__Task requirements__:
In the records below, find the line containing "Thank you for the photo. Could you indicate the dress"; give it again exactly, along with every line that follows, and nothing else.

__Record excerpts__:
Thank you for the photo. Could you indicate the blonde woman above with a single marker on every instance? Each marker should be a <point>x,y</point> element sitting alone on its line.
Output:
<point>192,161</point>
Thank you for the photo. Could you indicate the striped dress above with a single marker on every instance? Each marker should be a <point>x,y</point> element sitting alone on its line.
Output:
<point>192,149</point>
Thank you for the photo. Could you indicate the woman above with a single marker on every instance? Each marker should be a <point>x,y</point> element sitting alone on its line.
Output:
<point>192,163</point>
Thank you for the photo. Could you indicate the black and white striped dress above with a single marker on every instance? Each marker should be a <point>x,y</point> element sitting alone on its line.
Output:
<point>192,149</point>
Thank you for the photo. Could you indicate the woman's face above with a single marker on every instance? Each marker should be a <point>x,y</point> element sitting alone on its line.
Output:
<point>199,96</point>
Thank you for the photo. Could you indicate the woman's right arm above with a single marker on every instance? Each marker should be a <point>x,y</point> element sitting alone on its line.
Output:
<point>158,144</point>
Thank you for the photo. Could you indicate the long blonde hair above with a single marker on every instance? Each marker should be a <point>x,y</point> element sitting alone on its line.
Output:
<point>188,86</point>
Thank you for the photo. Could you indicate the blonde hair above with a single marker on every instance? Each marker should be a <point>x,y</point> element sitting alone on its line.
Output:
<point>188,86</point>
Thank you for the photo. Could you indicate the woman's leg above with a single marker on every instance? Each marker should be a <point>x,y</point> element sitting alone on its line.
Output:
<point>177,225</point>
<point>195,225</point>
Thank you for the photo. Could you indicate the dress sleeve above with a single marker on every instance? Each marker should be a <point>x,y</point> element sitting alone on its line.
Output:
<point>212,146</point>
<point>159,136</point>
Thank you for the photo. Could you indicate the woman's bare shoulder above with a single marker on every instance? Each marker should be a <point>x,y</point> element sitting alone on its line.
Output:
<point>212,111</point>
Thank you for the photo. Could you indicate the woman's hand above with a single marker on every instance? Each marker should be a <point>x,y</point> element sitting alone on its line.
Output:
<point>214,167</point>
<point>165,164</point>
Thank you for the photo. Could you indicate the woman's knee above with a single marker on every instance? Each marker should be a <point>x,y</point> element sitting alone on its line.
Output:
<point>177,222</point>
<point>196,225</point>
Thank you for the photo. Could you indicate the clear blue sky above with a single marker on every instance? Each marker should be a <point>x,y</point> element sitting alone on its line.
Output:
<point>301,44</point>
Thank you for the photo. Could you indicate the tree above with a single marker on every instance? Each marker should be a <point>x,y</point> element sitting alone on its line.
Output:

__Complete output__:
Thank you for the photo. Could you indicate the dress sleeve above with a single marker on every instance? Each marker should be a <point>x,y</point> element sitting alone on its line.
Output:
<point>212,146</point>
<point>159,136</point>
Thank you for the photo. Could you indicate the woman's bare shoulder above with a single marker on every instance? Each marker should be a <point>x,y</point> element sitting alone on its line.
Output:
<point>212,111</point>
Thank you for the photo. Could you indicate the woman's hand above with a single marker on every instance? Each marker should be a <point>x,y</point> element sitting alone on its line.
Output:
<point>214,167</point>
<point>165,164</point>
Thank you for the photo. Could you indicate the woman's knee above with a single marker on every instance? Each marker should be a <point>x,y</point> element sitting alone on its line.
Output:
<point>177,222</point>
<point>196,225</point>
Thank you for the photo. Could you indicate the clear blue sky above with a single marker on every instance? Each marker should be a <point>x,y</point> element sitting alone on its line.
Output:
<point>301,44</point>
Thank you for the photo. Could you indicate the tree above with a single marker on every instance? Each marker should be a <point>x,y</point> element sitting alone on its line.
Output:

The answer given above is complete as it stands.